● PROVIDED DATA:

# # # #

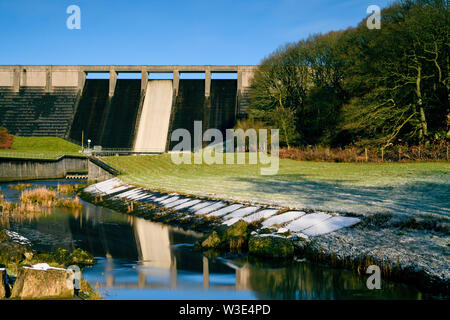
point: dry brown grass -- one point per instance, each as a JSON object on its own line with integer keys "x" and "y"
{"x": 36, "y": 200}
{"x": 20, "y": 186}
{"x": 434, "y": 152}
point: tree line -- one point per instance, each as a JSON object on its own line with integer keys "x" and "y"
{"x": 361, "y": 86}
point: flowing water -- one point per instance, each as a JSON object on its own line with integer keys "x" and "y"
{"x": 139, "y": 259}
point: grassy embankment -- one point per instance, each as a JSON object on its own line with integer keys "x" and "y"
{"x": 40, "y": 148}
{"x": 420, "y": 188}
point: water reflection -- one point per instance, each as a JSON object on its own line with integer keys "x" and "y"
{"x": 139, "y": 259}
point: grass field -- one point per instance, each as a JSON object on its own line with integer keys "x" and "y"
{"x": 40, "y": 147}
{"x": 413, "y": 188}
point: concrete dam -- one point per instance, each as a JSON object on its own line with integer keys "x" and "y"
{"x": 114, "y": 113}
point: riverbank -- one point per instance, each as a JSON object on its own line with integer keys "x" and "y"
{"x": 414, "y": 251}
{"x": 29, "y": 274}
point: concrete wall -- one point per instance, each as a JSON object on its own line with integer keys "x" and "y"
{"x": 28, "y": 169}
{"x": 154, "y": 121}
{"x": 6, "y": 78}
{"x": 33, "y": 78}
{"x": 65, "y": 78}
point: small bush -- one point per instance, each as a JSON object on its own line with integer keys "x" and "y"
{"x": 437, "y": 151}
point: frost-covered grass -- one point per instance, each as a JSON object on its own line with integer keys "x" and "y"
{"x": 415, "y": 188}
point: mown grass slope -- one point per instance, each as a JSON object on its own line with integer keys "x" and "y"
{"x": 40, "y": 147}
{"x": 421, "y": 188}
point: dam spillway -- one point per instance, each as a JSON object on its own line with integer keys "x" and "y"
{"x": 90, "y": 110}
{"x": 131, "y": 114}
{"x": 154, "y": 120}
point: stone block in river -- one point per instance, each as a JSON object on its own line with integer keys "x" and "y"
{"x": 212, "y": 242}
{"x": 283, "y": 218}
{"x": 51, "y": 283}
{"x": 307, "y": 221}
{"x": 270, "y": 246}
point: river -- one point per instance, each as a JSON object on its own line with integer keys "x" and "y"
{"x": 140, "y": 259}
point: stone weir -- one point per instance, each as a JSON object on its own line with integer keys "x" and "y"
{"x": 339, "y": 240}
{"x": 295, "y": 223}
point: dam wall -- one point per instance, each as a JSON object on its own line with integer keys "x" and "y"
{"x": 119, "y": 119}
{"x": 223, "y": 111}
{"x": 34, "y": 112}
{"x": 188, "y": 107}
{"x": 154, "y": 120}
{"x": 117, "y": 113}
{"x": 89, "y": 115}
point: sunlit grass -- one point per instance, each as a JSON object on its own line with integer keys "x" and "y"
{"x": 355, "y": 187}
{"x": 40, "y": 148}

# # # #

● TASK DIRECTIONS: Can you copy out all of the data above word for word, leaving out the pictures?

● WRITTEN SOLUTION:
point: dry brown grass -- one point per instance, each as a JSON object on its own line with integer keys "x" and "y"
{"x": 36, "y": 200}
{"x": 20, "y": 186}
{"x": 434, "y": 152}
point: tree line -- one point per instance, each as a JSON object on its own line with integer keys "x" and "y"
{"x": 361, "y": 86}
point: flowing water -- one point per instance, each as a JSON object on its own line with integer keys "x" and "y"
{"x": 139, "y": 259}
point: grassy embankment -- one point per instance, each as a JSON object on its own line with integer keys "x" and "y"
{"x": 40, "y": 148}
{"x": 420, "y": 188}
point: water reflection -- one point per instance, each as a JSON object on its own line with integer keys "x" and "y"
{"x": 139, "y": 259}
point: grass field -- one point per instance, each as a JSON object on its own line with integer keys "x" and "y"
{"x": 40, "y": 147}
{"x": 413, "y": 188}
point: concrete dam -- one point per instance, each as a JSON object on its own line with integer keys "x" and "y"
{"x": 114, "y": 113}
point: riverbank -- one point per instance, each as a JSON object on its own line with integer keys "x" and "y"
{"x": 414, "y": 251}
{"x": 29, "y": 274}
point: concrete wall -- one point per instance, each as a JSON object on its own line with integer keys "x" and "y"
{"x": 28, "y": 169}
{"x": 154, "y": 121}
{"x": 6, "y": 78}
{"x": 33, "y": 78}
{"x": 65, "y": 78}
point: small bush -- one point per instance, each as a JSON object on its own line with integer keys "x" and "y"
{"x": 437, "y": 151}
point: frost-covered grass -- one point per instance, each as a JSON object on its own line with integer keys "x" and "y"
{"x": 415, "y": 188}
point: mown grass slope -- one point per instance, each as a JSON object on its own line with integer keys "x" and "y"
{"x": 40, "y": 147}
{"x": 421, "y": 188}
point: dam spillway -- one point per instance, each as a JSON object on its own line with integer keys "x" and "y"
{"x": 90, "y": 110}
{"x": 131, "y": 114}
{"x": 154, "y": 120}
point: stone block in river -- one point per instance, each as a JSON object on its own line with integer keys "x" and "y"
{"x": 212, "y": 242}
{"x": 283, "y": 218}
{"x": 51, "y": 283}
{"x": 307, "y": 221}
{"x": 270, "y": 246}
point: river -- one point per instance, each as a JSON object on its own line with integer keys "x" and "y"
{"x": 140, "y": 259}
point: stone weir -- one point per instance, each as a JSON object on its own line with integer keys "x" and "y"
{"x": 339, "y": 240}
{"x": 295, "y": 223}
point: dam wall -- one point per instance, each as a JSON object on its own line with integer keys "x" and "y"
{"x": 119, "y": 119}
{"x": 223, "y": 111}
{"x": 34, "y": 112}
{"x": 188, "y": 107}
{"x": 154, "y": 120}
{"x": 117, "y": 113}
{"x": 89, "y": 115}
point: sunlit grass -- one point per instance, each as a JSON object on its own line with integer keys "x" and "y"
{"x": 355, "y": 187}
{"x": 40, "y": 148}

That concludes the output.